Rows from a dataset

▼

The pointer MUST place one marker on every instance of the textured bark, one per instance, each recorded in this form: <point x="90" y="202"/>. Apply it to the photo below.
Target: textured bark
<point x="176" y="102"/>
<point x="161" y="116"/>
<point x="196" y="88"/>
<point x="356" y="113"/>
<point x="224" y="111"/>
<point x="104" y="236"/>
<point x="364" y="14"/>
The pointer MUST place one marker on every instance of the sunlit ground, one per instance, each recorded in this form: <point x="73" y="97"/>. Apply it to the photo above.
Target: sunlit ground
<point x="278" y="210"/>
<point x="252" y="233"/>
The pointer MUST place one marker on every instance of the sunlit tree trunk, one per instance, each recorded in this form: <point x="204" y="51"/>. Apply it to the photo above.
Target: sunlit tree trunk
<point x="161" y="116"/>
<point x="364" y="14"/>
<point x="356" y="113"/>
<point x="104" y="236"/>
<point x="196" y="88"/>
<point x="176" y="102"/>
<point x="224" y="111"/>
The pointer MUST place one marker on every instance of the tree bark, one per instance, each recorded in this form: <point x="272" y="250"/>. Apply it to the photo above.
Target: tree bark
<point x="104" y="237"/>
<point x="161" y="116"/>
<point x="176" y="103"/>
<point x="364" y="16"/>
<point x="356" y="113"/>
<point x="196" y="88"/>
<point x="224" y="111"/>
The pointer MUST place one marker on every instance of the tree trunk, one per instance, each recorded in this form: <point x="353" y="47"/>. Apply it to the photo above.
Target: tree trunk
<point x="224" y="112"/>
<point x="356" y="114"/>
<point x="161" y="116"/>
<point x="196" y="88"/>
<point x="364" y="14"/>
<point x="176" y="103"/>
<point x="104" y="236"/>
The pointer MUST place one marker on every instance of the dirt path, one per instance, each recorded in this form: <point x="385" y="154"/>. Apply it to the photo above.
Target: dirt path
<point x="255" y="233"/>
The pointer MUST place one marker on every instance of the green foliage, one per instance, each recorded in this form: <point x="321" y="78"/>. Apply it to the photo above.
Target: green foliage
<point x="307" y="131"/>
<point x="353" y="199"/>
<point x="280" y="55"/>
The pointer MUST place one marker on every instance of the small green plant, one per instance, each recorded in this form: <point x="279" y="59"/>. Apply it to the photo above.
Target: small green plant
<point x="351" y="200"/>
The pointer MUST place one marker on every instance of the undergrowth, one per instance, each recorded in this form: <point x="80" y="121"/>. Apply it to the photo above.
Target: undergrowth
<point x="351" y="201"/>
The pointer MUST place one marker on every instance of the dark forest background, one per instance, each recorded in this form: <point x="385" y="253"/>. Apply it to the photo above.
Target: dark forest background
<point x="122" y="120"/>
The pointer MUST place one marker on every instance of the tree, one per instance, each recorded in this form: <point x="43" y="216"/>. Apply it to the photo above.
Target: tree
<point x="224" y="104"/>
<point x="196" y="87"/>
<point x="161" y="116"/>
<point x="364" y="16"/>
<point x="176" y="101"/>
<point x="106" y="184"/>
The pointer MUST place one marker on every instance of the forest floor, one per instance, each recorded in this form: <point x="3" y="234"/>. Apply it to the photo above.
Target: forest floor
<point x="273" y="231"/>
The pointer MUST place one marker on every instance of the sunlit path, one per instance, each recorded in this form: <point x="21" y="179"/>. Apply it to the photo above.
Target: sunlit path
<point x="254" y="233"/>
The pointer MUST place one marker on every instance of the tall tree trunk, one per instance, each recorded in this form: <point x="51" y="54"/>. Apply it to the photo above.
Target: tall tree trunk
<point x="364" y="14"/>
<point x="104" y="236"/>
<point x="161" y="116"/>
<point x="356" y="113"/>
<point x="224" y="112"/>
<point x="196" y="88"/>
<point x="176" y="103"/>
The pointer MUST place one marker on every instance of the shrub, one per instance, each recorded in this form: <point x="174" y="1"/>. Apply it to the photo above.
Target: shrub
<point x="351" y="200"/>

▲

Stated goal ▸ Rewrite the records above with every "marker" changed to "dot", keeping everything else the same.

Result ▸
The pointer MUST place one dot on every instance of the textured bark, one per instance, each recorded in this form: <point x="90" y="202"/>. Apply it to the photo below.
Target: textured bark
<point x="176" y="102"/>
<point x="161" y="116"/>
<point x="196" y="88"/>
<point x="356" y="113"/>
<point x="224" y="111"/>
<point x="104" y="236"/>
<point x="364" y="14"/>
The pointer MUST place one dot on every instance of the sunlit ground, one per instance, each recorded in this form: <point x="73" y="97"/>. Apply it to the photo above.
Target: sunlit ground
<point x="278" y="210"/>
<point x="252" y="233"/>
The pointer MUST place one dot on every instance of the sunlit tree trunk, one per instance, each recorded in this form: <point x="204" y="51"/>. Apply it to the photo above.
Target: sunlit tree trunk
<point x="161" y="116"/>
<point x="364" y="14"/>
<point x="356" y="113"/>
<point x="104" y="236"/>
<point x="196" y="88"/>
<point x="176" y="102"/>
<point x="224" y="111"/>
The pointer MUST place one dot on every instance of the tree bark, one per instance, each recorded in this form: <point x="272" y="250"/>. Apply it to the photo above.
Target: tree bark
<point x="104" y="237"/>
<point x="161" y="116"/>
<point x="176" y="103"/>
<point x="364" y="16"/>
<point x="356" y="113"/>
<point x="196" y="88"/>
<point x="224" y="111"/>
The pointer MUST place one dot on every instance of the tree trunk, one per instance, each recorded in this form: <point x="353" y="47"/>. Apply it to the photo above.
Target: tree trunk
<point x="224" y="112"/>
<point x="356" y="114"/>
<point x="161" y="116"/>
<point x="196" y="88"/>
<point x="364" y="14"/>
<point x="176" y="103"/>
<point x="104" y="236"/>
The pointer MUST place one dot on every instance of the dirt path, one per instance, each recorded in this form: <point x="385" y="154"/>. Apply it to the photo above.
Target: dirt path
<point x="255" y="233"/>
The pointer MUST place one dot on every instance of the green foliage, one per instance, each recorded in this form: <point x="321" y="78"/>. Apply it to the photo above.
Target: green foliage
<point x="307" y="131"/>
<point x="353" y="199"/>
<point x="280" y="55"/>
The pointer MUST place one dot on every instance of the small green plant, one per instance, each recorded in this form: <point x="279" y="59"/>. Apply it to the photo above.
Target: small green plant
<point x="351" y="200"/>
The pointer MUST place one dot on every instance of the undergrowth, one per instance, each recorded in this form: <point x="80" y="121"/>. Apply it to the photo above.
Target: undergrowth
<point x="351" y="201"/>
The pointer MUST place one dot on every instance of the dark forest background, one per instance, each recorded in this form: <point x="385" y="253"/>. Apply it to the photo above.
Target: dark forest background
<point x="122" y="120"/>
The pointer MUST place one dot on every instance of the tree, one per instance, each recorded in this form: <point x="43" y="216"/>. Apply it to the photo above.
Target: tree
<point x="224" y="104"/>
<point x="196" y="87"/>
<point x="161" y="116"/>
<point x="364" y="16"/>
<point x="176" y="101"/>
<point x="106" y="184"/>
The pointer MUST place one dot on every instance of the forest floor, one per instance, each recorded in this form: <point x="3" y="234"/>. Apply it to the photo above.
Target: forest floor
<point x="273" y="231"/>
The pointer MUST place one dot on every instance of the sunlit path, one per instance, each recorded in this form: <point x="21" y="179"/>. Apply it to the photo above.
Target: sunlit path
<point x="254" y="233"/>
The pointer MUST place one dot on every instance of the tall tree trunk, one per instance, each recorded in this form: <point x="51" y="54"/>. Apply it to the photo above.
Target: tall tree trunk
<point x="364" y="14"/>
<point x="104" y="236"/>
<point x="161" y="116"/>
<point x="356" y="113"/>
<point x="224" y="112"/>
<point x="196" y="88"/>
<point x="176" y="103"/>
The pointer MUST place one dot on every instance of the shrub, one per instance, each recorded in this form: <point x="174" y="1"/>. Apply it to the photo above.
Target: shrub
<point x="351" y="200"/>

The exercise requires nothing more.